### Selected excerpt ###
Police find child skull in fresh search on shrines

Mr Owen Ssebuyungo (squatting) one of the suspects directs police during the search in Kayunga District yesterday. PHOTO BY FRED MUZAALE

Kayunga- Security operatives yesterday retrieved a skull of a child when they resumed a search at a witch-doctor’s shrine in Kisoga village, Nazigo Sub-county in Kayunga District where five human bodies were recovered last Saturday.

The main suspect, Mr Owen Ssebuyungo, 27, and three other witch doctors are being held in separate detention centres.

The five bodies, one being of a woman, were dug up by police assisted by residents at Ssebuyungo’s grass-thatched shrine.

The security team resumed the operation at around 2pm although it was interrupted by a downpour.

The residents and police from Kayunga and Naggalama police stations used hoes to dig up the entire compound, which had five shrines, as the suspects watched.

By press time, police had recovered a skull of a child at the shrines, but the excavation was still ongoing.

More bodies
“We have come back to dig up the entire area because locals told investigators that they think there are still more bodies which were buried in the shrines,” Mr George Obia, Kayunga District Police Commander said.

Police have since Saturday maintained presence at Ssebuyungo’s shrine, which has been declared a scene of crime.

A house belonging to Ssebuyungo’s mother, standing a few metres from the shrines, looked deserted as she reportedly fled after her son’s arrest about a week ago.

Ssebuyungo, according to locals, lived with his wife in Kabimbiri town in the neighbouring Mukono District and only came to his shrines to attend to clients. His father Charles Ssonko, now deceased, was also a witch doctor.

The Local Council One chairman, Mr Bernard Ssekizira, said the discovery of human bodies at the shrine has left the residents in shock.

“Although we had heard rumours that Ssebuyungo was involved in suspicious acts of kidnapping people, we never took it seriously until Saturday when human bodies were discovered at his shrine,” Mr Ssekizira said.
He said the incident has tainted the image of their village, adding that people will start shunning the area.

He urged authorities to investigate activities of all witch-doctors in the area to arrest whoever is engaged in criminal acts.

Following the incident, Kayunga Deputy Resident District Commissioner Yahaya Were said they had stopped all activities of witch doctors in the district until the registered association of traditional healers goes to the district to verify the honest healers from the unscrupulous ones.
### Dataset extract ###
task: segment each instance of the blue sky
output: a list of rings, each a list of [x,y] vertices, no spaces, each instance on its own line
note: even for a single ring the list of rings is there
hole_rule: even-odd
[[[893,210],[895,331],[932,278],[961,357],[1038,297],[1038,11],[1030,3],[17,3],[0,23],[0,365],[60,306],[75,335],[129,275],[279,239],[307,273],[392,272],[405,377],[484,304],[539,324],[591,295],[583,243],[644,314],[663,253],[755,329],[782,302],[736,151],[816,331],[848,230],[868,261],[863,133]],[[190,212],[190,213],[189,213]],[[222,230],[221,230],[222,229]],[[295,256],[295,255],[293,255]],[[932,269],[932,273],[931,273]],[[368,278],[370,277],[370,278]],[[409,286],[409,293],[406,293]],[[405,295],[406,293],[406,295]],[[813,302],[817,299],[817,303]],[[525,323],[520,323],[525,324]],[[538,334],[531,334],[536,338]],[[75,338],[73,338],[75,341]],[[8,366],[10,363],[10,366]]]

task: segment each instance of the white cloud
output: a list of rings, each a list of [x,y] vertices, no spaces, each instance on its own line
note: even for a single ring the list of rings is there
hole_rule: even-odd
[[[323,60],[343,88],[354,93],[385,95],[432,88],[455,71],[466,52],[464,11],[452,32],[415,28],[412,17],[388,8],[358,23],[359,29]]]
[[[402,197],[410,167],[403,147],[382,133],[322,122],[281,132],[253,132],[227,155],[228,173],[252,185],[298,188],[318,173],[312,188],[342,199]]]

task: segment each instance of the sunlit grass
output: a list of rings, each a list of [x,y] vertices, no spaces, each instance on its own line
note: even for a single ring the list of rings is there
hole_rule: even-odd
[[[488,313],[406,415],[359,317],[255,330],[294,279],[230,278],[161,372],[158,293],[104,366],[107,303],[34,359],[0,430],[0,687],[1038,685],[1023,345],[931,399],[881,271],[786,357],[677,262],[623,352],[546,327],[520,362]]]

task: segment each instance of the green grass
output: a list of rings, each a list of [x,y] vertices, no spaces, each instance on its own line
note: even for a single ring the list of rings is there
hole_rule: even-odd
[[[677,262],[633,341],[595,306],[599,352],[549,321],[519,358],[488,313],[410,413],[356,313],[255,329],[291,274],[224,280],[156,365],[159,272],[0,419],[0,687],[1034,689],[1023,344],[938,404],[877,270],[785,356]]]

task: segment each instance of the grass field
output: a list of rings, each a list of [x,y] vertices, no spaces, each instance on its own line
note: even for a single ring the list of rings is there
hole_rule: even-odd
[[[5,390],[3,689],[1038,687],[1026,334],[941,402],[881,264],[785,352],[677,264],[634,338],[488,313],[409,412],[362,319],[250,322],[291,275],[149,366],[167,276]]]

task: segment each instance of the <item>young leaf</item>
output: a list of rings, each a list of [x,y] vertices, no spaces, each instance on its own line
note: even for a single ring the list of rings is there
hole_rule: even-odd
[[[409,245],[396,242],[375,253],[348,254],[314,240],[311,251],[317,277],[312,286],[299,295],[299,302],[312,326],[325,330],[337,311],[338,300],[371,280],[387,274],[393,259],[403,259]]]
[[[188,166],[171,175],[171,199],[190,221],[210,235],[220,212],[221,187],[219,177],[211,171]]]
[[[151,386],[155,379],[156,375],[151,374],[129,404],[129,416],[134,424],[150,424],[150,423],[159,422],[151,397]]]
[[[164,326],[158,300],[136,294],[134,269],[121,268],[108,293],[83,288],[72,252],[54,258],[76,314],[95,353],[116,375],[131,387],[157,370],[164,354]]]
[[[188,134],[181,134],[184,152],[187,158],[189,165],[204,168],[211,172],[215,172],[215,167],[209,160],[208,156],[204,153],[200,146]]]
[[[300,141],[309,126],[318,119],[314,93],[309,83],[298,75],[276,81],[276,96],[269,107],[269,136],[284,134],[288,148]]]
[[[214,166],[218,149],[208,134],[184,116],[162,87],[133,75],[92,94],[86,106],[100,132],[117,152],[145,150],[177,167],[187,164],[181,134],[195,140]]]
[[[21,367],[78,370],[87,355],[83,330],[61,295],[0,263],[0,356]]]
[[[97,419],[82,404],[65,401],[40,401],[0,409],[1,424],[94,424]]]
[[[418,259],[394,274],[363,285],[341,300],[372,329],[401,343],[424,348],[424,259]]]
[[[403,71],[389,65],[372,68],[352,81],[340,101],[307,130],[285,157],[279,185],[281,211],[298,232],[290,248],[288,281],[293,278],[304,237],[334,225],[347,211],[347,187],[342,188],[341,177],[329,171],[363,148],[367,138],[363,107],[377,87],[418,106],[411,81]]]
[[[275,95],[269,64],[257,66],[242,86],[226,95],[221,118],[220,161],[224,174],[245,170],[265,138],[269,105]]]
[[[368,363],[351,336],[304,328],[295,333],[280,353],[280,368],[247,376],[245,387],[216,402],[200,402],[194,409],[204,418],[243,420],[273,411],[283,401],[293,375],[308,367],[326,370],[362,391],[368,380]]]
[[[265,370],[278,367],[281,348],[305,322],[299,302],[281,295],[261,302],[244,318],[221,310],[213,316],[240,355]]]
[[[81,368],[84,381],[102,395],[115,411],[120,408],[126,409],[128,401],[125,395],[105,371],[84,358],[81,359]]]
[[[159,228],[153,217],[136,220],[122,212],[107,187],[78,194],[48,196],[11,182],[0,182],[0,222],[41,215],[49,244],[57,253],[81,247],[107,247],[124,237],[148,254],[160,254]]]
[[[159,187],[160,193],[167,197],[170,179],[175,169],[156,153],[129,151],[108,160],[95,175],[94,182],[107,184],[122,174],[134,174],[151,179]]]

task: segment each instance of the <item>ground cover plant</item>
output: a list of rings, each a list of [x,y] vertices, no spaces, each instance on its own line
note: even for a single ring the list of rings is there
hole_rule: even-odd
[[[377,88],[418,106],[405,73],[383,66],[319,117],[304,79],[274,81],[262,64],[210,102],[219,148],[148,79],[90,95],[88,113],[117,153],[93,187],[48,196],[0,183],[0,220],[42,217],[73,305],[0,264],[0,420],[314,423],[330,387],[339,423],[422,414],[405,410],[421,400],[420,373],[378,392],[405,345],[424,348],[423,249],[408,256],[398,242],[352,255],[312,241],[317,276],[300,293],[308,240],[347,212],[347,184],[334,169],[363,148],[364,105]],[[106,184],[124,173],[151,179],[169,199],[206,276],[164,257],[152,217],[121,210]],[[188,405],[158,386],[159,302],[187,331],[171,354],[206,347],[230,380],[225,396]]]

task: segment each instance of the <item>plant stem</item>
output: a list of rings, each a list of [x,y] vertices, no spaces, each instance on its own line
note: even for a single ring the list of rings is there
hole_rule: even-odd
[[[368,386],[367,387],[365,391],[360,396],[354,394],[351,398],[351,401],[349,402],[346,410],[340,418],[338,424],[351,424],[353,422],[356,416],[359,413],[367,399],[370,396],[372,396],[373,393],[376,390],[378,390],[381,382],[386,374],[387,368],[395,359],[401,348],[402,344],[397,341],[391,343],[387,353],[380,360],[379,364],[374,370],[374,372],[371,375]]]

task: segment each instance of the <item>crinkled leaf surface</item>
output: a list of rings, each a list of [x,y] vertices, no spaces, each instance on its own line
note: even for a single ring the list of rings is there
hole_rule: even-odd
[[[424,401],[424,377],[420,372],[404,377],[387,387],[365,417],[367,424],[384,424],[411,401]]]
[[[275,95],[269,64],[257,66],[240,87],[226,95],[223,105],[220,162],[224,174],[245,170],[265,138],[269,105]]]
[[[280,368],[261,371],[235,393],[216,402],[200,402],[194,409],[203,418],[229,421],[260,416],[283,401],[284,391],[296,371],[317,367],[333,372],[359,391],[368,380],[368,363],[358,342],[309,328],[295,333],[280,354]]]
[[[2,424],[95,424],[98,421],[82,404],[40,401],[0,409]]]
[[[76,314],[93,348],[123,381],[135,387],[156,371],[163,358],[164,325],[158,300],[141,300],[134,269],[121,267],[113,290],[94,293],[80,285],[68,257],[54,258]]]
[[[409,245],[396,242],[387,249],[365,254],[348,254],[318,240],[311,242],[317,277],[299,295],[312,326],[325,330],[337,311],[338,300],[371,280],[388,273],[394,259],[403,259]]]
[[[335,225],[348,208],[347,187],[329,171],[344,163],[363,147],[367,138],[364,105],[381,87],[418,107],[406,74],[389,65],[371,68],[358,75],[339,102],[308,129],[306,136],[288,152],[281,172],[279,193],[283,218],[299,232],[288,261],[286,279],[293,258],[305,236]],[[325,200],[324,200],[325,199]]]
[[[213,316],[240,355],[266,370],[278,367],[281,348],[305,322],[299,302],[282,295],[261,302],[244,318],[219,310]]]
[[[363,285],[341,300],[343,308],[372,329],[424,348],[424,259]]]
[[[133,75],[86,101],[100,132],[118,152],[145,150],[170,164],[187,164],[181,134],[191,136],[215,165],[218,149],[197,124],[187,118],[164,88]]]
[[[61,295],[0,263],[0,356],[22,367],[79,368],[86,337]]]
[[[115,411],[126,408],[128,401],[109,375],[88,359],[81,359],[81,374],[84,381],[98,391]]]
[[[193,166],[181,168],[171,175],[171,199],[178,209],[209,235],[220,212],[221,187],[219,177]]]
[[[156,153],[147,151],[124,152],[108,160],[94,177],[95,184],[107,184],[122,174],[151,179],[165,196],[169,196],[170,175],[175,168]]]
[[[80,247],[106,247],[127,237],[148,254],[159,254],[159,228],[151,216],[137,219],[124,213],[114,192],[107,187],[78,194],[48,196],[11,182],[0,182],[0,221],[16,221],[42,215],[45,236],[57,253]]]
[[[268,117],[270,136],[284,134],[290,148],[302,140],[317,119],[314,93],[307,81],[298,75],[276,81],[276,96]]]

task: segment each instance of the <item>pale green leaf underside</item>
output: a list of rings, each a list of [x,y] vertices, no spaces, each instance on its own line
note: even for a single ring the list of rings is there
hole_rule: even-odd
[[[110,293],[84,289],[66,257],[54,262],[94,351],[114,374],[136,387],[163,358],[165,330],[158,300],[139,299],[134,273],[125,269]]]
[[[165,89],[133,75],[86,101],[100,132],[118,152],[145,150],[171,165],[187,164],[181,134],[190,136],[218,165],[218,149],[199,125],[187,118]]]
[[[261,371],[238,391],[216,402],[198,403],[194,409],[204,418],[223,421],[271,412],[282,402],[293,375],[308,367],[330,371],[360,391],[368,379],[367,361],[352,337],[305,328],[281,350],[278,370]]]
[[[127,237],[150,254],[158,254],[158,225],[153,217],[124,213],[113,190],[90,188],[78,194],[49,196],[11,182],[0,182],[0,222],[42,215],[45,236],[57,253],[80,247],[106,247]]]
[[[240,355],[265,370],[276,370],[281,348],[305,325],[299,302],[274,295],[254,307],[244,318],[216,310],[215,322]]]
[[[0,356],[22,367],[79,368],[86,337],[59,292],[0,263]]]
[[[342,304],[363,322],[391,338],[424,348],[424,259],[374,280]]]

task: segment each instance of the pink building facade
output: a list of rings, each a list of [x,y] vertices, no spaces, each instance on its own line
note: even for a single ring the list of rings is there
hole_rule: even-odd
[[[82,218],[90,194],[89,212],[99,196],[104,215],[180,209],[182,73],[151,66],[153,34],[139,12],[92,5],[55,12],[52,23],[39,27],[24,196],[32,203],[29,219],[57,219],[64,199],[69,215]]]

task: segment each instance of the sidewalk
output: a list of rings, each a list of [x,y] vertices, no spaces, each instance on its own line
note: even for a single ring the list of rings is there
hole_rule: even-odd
###
● Brief
Please say at what time, according to the shrine search report, the security team resumed the operation. The data above is separate material, not part of the shrine search report.

● Solution to the problem
The security team resumed the operation at around 2pm.